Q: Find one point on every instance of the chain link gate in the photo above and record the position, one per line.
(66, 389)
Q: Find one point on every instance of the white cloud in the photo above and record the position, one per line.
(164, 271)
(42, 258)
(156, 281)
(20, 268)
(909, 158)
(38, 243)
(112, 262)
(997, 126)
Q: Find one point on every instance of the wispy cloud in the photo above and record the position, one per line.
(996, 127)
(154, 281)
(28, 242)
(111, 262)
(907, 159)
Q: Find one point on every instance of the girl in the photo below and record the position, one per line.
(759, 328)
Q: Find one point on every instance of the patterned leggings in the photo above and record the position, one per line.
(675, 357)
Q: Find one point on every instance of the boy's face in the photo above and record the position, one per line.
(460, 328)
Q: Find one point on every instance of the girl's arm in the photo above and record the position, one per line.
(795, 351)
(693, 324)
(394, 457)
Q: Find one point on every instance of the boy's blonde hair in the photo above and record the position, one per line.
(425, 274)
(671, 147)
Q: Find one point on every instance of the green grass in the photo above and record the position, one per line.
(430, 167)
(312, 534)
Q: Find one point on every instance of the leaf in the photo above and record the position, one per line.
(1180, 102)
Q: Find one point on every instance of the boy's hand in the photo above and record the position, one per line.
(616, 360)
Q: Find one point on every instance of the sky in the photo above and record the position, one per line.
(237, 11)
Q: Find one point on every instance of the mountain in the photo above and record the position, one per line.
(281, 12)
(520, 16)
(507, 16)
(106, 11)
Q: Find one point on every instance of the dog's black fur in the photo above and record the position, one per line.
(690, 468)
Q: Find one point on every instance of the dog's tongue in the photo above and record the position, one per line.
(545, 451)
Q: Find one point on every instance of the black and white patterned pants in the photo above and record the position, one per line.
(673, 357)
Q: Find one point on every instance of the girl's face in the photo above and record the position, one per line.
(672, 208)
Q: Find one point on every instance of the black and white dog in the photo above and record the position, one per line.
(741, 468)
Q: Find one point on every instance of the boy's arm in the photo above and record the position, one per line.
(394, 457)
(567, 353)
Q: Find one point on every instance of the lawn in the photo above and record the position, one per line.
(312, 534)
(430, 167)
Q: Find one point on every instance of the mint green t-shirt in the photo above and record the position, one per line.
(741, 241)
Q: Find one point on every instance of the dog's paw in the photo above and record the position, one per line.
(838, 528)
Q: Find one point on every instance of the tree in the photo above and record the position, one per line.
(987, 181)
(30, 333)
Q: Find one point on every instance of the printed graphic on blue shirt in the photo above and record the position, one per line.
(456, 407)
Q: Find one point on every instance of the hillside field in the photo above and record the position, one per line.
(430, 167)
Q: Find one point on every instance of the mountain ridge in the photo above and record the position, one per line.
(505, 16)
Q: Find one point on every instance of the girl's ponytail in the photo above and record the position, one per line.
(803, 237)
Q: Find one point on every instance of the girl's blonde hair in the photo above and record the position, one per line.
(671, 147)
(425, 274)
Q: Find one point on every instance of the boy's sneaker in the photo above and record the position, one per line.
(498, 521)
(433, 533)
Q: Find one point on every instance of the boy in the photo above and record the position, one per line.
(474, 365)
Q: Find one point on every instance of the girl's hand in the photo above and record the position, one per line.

================

TASK DESCRIPTION: Write the listing out again so that nothing in it differs from the original.

REPLY TO THE EXERCISE:
Q: Find one point on every instance of the chain link gate in the photo above and record the position, one per line.
(66, 389)
Q: Find one point on every instance of the white cloud in the photo above and record the position, one per line.
(164, 271)
(42, 258)
(156, 281)
(20, 268)
(909, 158)
(38, 243)
(112, 262)
(997, 126)
Q: Find one point on every instance of the wispy cloud in the photo above and record the position, one per line.
(996, 127)
(154, 281)
(28, 242)
(111, 262)
(907, 159)
Q: Find one point on every instance of the girl in the photo below and record the position, one per line.
(759, 328)
Q: Find one point on every instance of the patterned leggings in the photo above and record the position, one per line.
(675, 357)
Q: Find one point on every instance of the boy's face in the photo above and record the position, one per line.
(460, 328)
Q: Find one point on every instance of the girl's arm in the photo above and record the position, one per line.
(795, 351)
(693, 324)
(394, 457)
Q: Find one point on every instance of the boy's blonde hair in the photo above and record the position, one per line.
(425, 274)
(671, 147)
Q: Find one point on every instance of the green grass in the photo above and record the position, one per line.
(430, 167)
(312, 534)
Q: Find one point on every instance of the leaf in the photo above and record the position, one per line.
(1180, 102)
Q: Find one point on every instance of the boy's hand in the photo above and record the position, one per line.
(616, 360)
Q: Find one point on every instance of the sky in the photo above and record the position, one per line.
(237, 11)
Q: Find one point on every instance of the mountain in the photo above and record the position, one per line.
(281, 12)
(520, 16)
(507, 16)
(106, 11)
Q: Find one point on every instance of the dog's black fur in the photo above and record the position, one per line.
(690, 468)
Q: Find one point on every instance of the dog's tongue in the photo above and record the position, one per line.
(545, 451)
Q: Find one point on every instance of the black and white patterned pants in the photo above and record the position, one per line.
(673, 357)
Q: Find one point on every instance of the girl's face in the photo above and record the position, one per line.
(672, 208)
Q: Find one point on every instance of the black and white dog in the photo above and record the position, one per line.
(741, 468)
Q: Find one point on every instance of the boy's arm in the photo above and record the position, one per line.
(394, 457)
(567, 353)
Q: Find one point on every instance of the lawn in the photo above and record the position, one per line.
(312, 534)
(430, 167)
Q: Find one point on every instance of the mint green t-shirt in the photo above and record the position, one per line.
(741, 241)
Q: Find one point on every instance of the dog's paw in the photo above and record the position, one per line.
(838, 528)
Q: Find one point on every instance of the tree in the photo above and record the position, one per line.
(987, 181)
(30, 333)
Q: Find one point on every instance of the printed graphic on blue shirt in the photo above and record the position, one per line.
(456, 407)
Q: Find one point on every instance of the hillside field in the photo above and record the position, one per line.
(430, 167)
Q: Find one point on every instance of the mountain ridge in the photo above and record the position, one per line.
(505, 16)
Q: Find one point on every instance of the girl's ponytail in the photo above and record the position, one per line.
(803, 237)
Q: Find one point on every instance of the girl's blonde hair in the photo above and record the position, one per line.
(671, 147)
(425, 274)
Q: Find one point on every instance of the boy's sneaker in the photo above and record the position, one per line.
(498, 521)
(433, 533)
Q: Find one point on every instance of the boy in the photo above and record the position, one per line.
(474, 365)
Q: Find one point on every instance of the girl's hand in the photo above and record the position, one per line.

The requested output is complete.